* [What you need to do]: Nothing should appear in the answer except the line containing "You are given a photograph. Could you point to the marble" and the lines following it through the end of the listing, each given exactly.

------ Extracted material

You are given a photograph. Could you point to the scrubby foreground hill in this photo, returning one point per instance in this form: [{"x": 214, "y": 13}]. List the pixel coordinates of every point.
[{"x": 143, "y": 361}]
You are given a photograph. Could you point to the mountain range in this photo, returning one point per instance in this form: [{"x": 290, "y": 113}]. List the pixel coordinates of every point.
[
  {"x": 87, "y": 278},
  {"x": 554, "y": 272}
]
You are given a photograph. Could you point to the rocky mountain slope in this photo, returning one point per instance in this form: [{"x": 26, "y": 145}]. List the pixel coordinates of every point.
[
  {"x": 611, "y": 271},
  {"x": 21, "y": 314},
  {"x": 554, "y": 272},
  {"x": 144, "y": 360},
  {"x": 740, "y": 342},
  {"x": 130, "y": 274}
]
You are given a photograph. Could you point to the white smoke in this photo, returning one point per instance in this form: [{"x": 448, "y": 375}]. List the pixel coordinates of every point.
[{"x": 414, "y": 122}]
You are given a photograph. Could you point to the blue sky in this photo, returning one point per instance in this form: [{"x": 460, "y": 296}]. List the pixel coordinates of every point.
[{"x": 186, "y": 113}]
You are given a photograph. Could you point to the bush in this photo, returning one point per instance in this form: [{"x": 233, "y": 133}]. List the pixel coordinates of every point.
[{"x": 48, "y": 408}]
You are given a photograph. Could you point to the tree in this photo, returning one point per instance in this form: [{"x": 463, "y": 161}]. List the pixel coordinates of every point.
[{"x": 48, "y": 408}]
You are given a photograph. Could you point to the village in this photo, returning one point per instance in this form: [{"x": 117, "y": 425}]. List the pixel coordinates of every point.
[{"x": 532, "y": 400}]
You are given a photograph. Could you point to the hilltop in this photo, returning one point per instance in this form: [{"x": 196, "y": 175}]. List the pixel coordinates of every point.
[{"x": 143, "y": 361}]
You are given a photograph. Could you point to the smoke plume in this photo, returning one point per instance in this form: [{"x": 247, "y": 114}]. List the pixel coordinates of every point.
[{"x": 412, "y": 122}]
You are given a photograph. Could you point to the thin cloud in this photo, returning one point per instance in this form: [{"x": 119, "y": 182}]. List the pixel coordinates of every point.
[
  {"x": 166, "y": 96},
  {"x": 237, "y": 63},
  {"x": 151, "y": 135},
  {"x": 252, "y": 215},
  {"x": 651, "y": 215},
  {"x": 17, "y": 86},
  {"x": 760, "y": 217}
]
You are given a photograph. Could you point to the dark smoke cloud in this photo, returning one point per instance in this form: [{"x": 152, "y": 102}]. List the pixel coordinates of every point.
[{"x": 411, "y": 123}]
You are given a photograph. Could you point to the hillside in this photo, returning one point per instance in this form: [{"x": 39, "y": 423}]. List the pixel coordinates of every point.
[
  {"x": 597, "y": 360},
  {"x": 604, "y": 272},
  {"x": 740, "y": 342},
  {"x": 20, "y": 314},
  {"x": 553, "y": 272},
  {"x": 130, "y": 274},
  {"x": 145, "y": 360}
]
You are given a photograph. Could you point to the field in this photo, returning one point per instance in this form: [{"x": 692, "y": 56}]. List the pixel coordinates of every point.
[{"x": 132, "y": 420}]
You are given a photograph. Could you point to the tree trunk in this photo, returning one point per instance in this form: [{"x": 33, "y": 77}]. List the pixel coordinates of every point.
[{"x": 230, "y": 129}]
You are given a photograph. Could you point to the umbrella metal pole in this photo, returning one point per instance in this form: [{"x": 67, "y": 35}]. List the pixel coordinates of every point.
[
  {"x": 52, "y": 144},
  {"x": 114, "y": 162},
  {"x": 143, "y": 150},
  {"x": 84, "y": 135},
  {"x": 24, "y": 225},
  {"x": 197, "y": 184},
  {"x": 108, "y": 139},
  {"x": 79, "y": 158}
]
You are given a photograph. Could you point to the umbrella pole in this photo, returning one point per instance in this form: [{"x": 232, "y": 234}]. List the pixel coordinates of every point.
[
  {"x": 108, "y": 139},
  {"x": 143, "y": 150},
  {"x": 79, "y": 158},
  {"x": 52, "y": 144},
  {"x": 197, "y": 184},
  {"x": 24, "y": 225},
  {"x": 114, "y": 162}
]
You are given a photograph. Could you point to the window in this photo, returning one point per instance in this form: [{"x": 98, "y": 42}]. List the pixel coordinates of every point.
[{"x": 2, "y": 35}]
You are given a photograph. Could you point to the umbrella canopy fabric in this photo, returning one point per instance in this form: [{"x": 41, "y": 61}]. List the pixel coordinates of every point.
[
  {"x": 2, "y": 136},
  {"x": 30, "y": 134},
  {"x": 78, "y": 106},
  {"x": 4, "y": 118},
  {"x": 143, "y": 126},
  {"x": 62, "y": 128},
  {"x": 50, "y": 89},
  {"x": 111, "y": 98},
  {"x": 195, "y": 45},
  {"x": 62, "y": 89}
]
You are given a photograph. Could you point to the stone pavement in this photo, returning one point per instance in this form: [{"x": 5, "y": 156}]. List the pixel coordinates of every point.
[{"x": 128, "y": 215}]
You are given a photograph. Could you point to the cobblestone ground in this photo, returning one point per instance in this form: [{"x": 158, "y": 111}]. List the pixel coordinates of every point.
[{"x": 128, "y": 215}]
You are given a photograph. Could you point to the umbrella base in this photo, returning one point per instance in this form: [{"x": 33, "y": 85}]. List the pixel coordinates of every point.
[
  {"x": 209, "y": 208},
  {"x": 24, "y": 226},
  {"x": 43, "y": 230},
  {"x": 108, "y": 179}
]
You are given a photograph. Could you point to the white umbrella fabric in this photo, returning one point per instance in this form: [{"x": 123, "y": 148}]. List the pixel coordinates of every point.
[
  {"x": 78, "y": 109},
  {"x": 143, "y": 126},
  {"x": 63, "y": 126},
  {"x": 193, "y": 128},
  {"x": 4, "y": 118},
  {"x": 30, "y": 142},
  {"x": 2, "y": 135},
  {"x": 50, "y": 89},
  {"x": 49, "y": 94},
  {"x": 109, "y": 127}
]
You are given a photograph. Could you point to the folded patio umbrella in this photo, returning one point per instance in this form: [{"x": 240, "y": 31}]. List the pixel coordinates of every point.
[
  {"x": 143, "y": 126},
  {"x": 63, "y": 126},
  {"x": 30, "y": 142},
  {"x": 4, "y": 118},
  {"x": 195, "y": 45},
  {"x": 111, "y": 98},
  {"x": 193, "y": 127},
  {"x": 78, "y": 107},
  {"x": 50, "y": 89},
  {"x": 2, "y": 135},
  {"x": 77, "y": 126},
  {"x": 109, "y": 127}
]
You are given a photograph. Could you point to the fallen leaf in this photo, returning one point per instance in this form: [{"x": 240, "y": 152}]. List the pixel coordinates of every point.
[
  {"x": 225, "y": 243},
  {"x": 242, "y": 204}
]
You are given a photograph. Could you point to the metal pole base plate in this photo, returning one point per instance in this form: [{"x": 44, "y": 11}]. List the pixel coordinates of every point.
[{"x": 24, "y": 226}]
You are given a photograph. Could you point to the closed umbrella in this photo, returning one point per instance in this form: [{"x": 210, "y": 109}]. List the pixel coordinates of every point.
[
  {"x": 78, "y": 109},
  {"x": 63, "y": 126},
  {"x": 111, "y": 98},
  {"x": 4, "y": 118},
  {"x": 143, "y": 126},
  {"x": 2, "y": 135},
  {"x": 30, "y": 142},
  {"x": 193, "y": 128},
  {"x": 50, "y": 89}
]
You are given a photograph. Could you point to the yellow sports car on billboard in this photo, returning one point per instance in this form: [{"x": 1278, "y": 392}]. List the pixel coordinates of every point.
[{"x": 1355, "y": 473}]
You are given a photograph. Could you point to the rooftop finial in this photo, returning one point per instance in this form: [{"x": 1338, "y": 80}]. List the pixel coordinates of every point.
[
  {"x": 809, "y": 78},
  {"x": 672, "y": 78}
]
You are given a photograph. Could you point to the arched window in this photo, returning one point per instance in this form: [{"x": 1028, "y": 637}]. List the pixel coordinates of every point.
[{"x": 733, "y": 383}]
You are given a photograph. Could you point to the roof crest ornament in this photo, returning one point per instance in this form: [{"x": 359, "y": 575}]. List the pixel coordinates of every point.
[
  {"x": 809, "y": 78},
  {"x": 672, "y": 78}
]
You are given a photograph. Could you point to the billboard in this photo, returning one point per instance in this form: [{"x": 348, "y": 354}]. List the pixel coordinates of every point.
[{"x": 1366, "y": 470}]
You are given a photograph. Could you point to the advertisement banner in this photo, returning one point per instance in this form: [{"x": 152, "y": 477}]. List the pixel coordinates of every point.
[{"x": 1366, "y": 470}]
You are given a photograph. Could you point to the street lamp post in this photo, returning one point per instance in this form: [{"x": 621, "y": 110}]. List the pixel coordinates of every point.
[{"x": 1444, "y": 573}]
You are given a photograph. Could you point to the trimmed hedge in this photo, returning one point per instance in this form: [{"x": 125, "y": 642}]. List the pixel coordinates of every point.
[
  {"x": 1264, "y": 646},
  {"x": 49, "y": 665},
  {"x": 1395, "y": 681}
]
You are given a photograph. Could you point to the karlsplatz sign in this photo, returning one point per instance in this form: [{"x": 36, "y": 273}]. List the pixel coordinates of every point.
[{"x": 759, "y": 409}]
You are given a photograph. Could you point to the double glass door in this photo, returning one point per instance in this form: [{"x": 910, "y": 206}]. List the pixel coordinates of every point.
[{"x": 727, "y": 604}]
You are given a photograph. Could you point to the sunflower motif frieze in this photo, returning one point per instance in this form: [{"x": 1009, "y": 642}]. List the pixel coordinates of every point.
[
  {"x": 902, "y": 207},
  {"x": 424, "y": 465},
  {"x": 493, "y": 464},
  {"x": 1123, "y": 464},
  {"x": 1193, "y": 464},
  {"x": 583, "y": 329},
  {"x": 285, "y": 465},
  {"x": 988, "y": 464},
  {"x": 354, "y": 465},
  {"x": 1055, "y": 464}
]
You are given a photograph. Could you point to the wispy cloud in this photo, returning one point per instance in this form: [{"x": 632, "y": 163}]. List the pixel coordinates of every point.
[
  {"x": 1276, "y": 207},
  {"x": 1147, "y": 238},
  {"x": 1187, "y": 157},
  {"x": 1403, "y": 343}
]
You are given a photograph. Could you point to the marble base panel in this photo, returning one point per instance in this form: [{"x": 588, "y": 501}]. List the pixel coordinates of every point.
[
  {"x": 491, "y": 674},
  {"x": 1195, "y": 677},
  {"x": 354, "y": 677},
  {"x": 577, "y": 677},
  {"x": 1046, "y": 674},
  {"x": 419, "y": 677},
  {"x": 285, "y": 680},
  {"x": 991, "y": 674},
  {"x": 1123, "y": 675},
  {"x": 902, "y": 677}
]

------------

* [Task result]:
You are given a photograph. Could you point to the marble base panel in this photo, returning one point per instance in this form: [{"x": 588, "y": 501}]. List the pixel coordinates of every point.
[
  {"x": 491, "y": 674},
  {"x": 1195, "y": 677},
  {"x": 354, "y": 677},
  {"x": 577, "y": 677},
  {"x": 1046, "y": 674},
  {"x": 419, "y": 677},
  {"x": 285, "y": 680},
  {"x": 991, "y": 674},
  {"x": 1123, "y": 675},
  {"x": 902, "y": 677}
]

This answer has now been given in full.